Problem to solve: Set down every record once more, exactly as given.

________________________________________

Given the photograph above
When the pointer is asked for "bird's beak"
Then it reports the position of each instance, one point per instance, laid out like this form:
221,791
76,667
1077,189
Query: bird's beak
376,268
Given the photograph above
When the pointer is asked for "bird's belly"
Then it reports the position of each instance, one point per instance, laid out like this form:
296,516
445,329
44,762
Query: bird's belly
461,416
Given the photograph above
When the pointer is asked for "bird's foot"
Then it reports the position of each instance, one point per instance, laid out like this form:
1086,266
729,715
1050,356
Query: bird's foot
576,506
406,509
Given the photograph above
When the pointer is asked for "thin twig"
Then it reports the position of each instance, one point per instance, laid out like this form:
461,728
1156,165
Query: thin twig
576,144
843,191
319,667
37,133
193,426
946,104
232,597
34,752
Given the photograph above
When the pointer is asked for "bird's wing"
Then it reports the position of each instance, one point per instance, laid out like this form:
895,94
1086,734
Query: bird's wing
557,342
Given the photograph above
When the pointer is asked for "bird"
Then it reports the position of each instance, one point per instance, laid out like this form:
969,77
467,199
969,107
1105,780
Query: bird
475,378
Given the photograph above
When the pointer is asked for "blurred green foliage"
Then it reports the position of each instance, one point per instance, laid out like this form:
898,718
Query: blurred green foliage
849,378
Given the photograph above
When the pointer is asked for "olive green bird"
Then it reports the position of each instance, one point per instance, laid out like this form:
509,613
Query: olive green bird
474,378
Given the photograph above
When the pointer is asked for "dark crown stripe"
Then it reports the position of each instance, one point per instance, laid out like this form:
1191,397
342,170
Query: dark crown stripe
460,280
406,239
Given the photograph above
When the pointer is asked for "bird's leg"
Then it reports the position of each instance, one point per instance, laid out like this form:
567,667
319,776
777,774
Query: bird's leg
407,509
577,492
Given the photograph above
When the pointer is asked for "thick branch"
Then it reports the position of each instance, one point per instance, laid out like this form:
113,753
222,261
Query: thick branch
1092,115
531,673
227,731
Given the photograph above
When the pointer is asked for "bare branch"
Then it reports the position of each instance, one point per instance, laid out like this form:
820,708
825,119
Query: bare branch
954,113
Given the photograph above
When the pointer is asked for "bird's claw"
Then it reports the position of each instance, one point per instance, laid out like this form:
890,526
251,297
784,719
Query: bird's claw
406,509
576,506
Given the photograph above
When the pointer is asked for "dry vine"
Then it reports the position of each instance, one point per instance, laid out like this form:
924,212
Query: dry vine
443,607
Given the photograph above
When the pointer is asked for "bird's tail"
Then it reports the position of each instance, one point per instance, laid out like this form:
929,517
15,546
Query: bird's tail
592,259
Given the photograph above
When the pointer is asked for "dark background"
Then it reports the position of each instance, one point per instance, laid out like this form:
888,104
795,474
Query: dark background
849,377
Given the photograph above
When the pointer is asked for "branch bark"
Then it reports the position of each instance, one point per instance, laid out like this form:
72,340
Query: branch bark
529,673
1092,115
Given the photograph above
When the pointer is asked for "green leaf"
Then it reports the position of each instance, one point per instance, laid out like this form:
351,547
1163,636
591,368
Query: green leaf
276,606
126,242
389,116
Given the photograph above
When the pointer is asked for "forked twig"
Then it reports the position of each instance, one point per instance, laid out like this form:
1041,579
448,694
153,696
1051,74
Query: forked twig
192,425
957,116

________________________________________

Written reply:
Given the photograph above
When the pointer is asked for "bird's beak"
Then it reports the position of each instance, one point per instance, laid out like this form:
221,791
76,667
1077,189
Query: bird's beak
376,268
Given the photograph above
When the pointer is asked for "bird's belly"
Then it reports the position of each instance, one point per instance, laid out like this form:
296,516
445,329
44,762
Query: bird's belly
461,416
Given the photograph above
When the pointer is asked for "bird's foot"
Then it reports the position of each instance, one point per instance, laid out like this form:
1086,266
729,715
1050,356
Query: bird's foot
576,506
406,509
Given the photograph above
When the pointer is asked for "thin twig"
Then it reports the position of each instance, one point per instance, laid out like this form:
461,728
1156,165
Query: thin twig
576,144
843,191
319,667
37,133
193,426
946,104
232,597
34,752
Given the photograph above
When the pointer is asked for "bird's wing"
Then it reports the position of each instance, one point per instance, laid out like this form:
895,94
1086,734
Query: bird's wing
557,342
Given the photograph above
When the pointer is asked for "bird"
Then it reports the position of each instance, one point per instance, laid out like this form:
969,77
467,199
969,107
1105,780
Query: bird
475,378
Given the photograph above
When the pointer is asked for "blurred green foliage"
Then it reports the position of each instance, one point per instance, laid out like this form:
898,718
Query: blurred green foliage
849,378
Given the photograph above
When the pointer is asked for "olive green bird"
Then it reports the position of each instance, one point per instance, laid out like this form:
509,613
Query: olive green bird
474,378
Given the photograph above
When the pointer is asked for "dark crown stripe"
Then it reports the position of each instance, one point per instance, laid out like this form:
1191,397
342,170
Query: dark crown stripe
460,280
406,239
Given the photograph above
When the pointer is asked for "bird's leg"
Then it reports the position of each instance, one point per instance, laid out like this form:
567,667
319,776
777,774
Query: bird's leg
407,509
577,492
Given the photograph above
When the pointer is asked for "thick branch"
Then it reports the position of each instance, one point per instance, laid out like this form:
113,753
222,261
Query: thick branch
1092,115
531,673
227,731
Given the photograph above
When the pointer is asked for "bare branch"
Then it reports the position of each instance, one point per instance, laid out like this form:
820,708
825,119
Query: bare branch
954,113
Given the photograph above
When the pointer is asked for "bird's claw"
Then it reports the position of each instance, one point per instance, laid out like this form:
890,526
251,297
784,719
Query: bird's claw
406,509
576,506
Given the photograph above
When the pointer is asked for "dry vine"
Then it reports the position of each instance, one point per instance, laid out like this form:
924,212
Query: dry vine
443,607
Given the photograph above
When the pointer is asked for "bird's tail"
Then it reports the position of each instance, one point per instance, laid out like this form:
929,517
15,546
Query: bird's tail
592,259
Given the photograph above
When the pointer is asked for "dark background"
Then it reports the position of each instance, one point per instance, laid out like this form:
888,104
795,474
Query: dark background
849,377
Given the photograph above
When the pointer is asked for "branch bark"
Then it reports the position of each instance, one point per instance, laid out like this form:
72,340
Query: branch bark
529,673
1092,115
Given the photograph above
When the pointer is asked for "green leaf"
Then it reports the position of each instance, one point per instance, laid out like this form:
351,547
1163,636
591,368
Query: green leaf
276,606
126,242
389,116
Given the photograph above
When the pointer is asked for "forked twig"
Then it reports the position of each instance, one point per instance, laid out like this form:
1041,579
448,694
153,696
1051,74
Query: forked twig
192,425
957,116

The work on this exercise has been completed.